● **TASK REQUIREMENTS**: Report each line from both blocks of rows below that contains the word "door", copying every such line in full.

▼▼▼

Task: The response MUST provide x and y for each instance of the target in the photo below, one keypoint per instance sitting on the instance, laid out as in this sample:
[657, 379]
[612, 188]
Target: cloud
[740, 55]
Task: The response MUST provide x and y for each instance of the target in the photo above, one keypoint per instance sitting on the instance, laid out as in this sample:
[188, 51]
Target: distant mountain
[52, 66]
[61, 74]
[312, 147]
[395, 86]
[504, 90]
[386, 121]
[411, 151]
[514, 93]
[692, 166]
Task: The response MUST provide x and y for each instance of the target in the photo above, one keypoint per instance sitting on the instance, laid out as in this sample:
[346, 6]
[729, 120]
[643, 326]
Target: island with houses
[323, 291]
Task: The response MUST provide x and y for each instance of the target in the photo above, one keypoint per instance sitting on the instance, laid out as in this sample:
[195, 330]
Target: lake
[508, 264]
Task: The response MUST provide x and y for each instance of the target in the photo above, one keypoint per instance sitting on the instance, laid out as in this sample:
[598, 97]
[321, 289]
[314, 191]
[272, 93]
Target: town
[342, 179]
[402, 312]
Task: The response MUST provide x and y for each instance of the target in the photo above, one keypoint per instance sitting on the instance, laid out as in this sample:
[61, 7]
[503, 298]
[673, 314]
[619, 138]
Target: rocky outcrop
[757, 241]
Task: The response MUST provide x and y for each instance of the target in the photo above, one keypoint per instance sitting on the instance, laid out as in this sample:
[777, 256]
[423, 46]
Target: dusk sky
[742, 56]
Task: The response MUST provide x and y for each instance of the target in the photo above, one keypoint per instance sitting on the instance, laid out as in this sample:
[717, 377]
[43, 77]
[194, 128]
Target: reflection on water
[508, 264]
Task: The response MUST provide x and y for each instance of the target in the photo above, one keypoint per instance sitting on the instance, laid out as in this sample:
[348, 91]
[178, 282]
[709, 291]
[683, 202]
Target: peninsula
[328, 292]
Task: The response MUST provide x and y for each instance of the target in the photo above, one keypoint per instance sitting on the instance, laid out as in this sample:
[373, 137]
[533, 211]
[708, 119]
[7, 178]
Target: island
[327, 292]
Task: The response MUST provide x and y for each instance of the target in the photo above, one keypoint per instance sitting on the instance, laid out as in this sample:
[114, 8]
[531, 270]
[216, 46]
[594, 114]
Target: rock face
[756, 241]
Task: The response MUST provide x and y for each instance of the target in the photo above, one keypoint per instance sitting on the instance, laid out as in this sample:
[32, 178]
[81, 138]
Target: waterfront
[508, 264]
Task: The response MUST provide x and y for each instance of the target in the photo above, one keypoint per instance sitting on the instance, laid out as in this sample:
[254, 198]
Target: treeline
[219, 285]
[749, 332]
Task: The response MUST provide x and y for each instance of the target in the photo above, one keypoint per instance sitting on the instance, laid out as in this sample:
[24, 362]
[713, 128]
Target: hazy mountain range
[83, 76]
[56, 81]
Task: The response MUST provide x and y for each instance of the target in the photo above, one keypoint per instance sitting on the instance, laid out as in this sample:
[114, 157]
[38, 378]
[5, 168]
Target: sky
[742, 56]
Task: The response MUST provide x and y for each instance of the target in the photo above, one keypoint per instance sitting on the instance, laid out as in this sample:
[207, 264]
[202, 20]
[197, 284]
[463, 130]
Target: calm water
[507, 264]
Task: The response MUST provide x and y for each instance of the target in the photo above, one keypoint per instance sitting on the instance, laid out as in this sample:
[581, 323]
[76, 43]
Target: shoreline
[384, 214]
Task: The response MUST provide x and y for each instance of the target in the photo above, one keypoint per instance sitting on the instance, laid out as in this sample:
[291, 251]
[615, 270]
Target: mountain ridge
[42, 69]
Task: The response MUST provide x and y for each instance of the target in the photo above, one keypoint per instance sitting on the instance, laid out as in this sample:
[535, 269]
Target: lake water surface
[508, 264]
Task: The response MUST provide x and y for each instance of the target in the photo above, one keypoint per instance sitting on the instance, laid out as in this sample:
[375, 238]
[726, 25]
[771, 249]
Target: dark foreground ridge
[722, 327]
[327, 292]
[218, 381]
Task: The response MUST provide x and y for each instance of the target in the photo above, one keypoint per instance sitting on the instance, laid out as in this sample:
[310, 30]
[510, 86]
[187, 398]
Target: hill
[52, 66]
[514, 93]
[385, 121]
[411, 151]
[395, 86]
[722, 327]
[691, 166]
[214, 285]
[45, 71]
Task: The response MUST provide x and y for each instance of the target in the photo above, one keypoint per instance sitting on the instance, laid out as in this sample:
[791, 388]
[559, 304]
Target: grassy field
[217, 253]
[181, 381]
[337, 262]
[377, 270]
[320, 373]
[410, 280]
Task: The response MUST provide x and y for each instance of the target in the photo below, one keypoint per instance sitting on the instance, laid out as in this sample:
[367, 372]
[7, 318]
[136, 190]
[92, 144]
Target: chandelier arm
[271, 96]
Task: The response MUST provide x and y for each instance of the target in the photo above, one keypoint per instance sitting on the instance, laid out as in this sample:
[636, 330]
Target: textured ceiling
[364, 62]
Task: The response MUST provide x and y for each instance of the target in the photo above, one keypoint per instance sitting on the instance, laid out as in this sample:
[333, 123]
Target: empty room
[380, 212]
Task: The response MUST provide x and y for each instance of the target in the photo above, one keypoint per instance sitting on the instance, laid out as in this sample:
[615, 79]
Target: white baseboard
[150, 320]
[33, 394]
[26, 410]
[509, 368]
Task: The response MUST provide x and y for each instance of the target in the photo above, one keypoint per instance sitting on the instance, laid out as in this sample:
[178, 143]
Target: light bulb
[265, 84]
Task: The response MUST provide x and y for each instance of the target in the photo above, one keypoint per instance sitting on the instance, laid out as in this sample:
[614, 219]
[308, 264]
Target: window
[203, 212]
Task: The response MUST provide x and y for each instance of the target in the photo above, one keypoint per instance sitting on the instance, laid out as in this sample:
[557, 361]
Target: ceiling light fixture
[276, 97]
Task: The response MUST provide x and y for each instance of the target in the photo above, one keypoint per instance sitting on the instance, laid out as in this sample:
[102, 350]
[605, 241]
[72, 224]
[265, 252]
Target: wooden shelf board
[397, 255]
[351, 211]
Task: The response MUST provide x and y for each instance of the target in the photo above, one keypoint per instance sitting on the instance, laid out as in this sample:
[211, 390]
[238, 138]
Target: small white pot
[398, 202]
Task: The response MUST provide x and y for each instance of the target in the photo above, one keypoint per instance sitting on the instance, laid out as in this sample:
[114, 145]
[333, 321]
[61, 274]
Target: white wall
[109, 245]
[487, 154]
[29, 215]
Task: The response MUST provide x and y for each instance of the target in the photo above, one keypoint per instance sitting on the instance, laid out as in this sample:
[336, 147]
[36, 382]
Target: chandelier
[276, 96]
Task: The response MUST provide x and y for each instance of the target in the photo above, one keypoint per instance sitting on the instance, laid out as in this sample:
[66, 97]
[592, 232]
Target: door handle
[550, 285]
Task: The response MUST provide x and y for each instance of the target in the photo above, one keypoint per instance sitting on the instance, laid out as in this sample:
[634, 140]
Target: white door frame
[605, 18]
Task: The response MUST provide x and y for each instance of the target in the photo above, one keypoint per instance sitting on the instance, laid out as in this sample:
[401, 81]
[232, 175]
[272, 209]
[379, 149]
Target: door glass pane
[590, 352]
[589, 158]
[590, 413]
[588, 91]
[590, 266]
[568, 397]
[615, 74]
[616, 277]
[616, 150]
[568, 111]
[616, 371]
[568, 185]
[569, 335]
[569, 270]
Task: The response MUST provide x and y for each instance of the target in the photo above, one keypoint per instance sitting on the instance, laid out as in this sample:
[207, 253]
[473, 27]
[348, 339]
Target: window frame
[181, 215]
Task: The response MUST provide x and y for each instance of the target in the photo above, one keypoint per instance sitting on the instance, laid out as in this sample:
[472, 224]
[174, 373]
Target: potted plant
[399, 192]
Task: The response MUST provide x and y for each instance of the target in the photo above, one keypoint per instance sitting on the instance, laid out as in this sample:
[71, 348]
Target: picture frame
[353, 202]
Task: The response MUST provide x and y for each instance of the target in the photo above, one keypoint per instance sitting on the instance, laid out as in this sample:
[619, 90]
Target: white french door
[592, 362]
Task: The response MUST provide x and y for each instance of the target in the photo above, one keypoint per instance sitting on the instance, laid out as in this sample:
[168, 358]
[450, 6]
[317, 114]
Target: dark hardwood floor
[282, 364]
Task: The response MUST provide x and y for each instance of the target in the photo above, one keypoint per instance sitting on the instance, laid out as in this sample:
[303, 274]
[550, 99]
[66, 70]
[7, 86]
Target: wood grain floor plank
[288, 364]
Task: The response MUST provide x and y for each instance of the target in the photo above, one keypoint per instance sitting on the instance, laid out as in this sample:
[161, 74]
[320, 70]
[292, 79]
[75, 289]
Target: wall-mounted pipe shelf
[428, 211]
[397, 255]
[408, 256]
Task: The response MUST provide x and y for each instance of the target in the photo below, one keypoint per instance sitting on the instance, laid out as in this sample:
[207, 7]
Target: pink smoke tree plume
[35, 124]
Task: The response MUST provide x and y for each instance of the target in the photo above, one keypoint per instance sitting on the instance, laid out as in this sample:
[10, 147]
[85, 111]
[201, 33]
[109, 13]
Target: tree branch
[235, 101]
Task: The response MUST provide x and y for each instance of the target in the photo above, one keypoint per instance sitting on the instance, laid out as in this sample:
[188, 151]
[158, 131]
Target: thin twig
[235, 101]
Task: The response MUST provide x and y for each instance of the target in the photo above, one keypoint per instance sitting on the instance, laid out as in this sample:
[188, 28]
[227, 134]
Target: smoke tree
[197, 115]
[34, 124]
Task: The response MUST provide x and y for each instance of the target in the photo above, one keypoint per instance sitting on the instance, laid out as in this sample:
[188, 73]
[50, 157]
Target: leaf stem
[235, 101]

▲▲▲
▼▼▼

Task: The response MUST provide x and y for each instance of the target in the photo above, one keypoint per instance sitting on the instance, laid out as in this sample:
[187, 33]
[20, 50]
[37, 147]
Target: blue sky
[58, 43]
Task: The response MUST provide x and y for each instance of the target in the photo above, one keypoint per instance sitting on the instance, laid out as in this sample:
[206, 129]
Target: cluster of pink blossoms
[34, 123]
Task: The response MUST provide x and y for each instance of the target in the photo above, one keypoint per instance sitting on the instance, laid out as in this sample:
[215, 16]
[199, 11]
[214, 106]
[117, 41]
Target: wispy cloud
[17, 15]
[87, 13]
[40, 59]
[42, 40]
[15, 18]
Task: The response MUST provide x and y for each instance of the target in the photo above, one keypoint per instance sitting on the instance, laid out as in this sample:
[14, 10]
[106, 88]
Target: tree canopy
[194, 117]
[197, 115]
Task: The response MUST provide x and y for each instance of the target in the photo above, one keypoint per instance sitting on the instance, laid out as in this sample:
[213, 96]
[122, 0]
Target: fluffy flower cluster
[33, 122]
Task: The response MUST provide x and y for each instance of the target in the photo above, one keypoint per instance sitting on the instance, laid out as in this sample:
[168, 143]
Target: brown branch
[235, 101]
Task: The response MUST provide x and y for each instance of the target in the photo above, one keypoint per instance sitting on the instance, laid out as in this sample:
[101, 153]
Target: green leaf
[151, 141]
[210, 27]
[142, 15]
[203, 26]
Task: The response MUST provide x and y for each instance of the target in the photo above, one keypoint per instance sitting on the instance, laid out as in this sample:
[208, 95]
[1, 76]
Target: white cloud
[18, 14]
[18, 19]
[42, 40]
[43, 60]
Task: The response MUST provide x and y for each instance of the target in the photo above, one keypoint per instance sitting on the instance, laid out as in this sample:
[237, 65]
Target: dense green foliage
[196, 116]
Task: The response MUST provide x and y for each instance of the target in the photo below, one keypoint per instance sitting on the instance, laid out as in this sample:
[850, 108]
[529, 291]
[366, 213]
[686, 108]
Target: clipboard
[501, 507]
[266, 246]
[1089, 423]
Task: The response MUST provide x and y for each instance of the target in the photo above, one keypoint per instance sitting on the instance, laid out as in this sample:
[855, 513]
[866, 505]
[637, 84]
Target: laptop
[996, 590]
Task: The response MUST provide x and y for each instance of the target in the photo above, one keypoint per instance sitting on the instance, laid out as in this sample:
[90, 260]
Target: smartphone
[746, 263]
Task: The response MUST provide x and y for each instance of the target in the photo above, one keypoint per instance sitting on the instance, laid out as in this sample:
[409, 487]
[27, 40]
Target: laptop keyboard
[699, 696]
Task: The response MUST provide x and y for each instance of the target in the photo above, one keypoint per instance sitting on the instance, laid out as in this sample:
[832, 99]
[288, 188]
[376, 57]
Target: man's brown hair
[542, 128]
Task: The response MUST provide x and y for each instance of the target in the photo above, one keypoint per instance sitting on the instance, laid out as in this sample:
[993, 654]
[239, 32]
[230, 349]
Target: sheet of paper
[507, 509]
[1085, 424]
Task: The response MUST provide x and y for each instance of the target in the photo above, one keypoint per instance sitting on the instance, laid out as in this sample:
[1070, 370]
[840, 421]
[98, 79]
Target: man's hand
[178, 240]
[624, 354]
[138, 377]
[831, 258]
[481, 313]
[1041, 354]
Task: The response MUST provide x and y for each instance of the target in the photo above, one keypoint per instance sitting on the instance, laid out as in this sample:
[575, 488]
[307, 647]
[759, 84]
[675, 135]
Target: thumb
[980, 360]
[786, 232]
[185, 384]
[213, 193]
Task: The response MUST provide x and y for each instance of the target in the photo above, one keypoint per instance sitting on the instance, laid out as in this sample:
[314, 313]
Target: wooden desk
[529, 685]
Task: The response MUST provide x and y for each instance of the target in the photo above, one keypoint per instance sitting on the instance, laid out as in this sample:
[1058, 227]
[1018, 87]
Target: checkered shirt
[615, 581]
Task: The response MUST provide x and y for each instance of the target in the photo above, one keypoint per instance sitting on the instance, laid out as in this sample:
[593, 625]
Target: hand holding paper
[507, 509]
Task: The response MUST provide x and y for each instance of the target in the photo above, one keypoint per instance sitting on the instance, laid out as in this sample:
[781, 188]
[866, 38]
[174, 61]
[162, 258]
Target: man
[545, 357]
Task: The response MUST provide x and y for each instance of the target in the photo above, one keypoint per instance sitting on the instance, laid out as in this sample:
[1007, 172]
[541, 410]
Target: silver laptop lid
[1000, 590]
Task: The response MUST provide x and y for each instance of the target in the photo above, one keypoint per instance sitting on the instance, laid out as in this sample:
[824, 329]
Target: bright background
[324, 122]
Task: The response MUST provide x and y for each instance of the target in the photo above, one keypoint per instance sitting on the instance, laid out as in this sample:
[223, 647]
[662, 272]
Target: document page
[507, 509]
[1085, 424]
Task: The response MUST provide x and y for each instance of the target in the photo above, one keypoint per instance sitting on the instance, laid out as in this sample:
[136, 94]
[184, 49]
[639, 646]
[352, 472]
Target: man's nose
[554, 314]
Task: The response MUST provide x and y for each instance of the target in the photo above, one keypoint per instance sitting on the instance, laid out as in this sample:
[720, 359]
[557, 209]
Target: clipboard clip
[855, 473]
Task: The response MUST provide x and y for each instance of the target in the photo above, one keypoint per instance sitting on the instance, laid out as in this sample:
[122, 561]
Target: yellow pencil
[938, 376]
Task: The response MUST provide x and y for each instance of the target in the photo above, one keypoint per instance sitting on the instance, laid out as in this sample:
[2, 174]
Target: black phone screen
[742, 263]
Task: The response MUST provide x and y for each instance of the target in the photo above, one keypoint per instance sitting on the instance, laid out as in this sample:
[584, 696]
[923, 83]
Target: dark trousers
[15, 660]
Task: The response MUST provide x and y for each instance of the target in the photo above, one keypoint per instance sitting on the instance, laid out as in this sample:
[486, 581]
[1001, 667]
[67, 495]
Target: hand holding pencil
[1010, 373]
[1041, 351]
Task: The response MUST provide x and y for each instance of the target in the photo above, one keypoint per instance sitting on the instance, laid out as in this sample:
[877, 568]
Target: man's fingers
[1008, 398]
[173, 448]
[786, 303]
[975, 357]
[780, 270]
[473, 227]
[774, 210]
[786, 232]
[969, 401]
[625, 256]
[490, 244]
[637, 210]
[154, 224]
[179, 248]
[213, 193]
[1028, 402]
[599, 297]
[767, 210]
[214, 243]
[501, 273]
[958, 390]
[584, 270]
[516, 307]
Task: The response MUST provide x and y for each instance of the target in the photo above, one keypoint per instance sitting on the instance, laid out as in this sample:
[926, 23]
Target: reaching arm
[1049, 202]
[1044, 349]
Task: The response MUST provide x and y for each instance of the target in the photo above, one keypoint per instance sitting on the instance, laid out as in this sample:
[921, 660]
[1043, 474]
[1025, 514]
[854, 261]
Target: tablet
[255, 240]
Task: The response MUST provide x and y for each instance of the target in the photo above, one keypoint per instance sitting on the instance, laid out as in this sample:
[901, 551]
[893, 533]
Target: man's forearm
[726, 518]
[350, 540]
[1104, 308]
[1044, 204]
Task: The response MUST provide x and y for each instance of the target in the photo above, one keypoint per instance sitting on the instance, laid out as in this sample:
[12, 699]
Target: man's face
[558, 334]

▲▲▲

● **CORRECT RESULT**:
Target: door handle
Target: white door frame
Target: door glass pane
Target: white french door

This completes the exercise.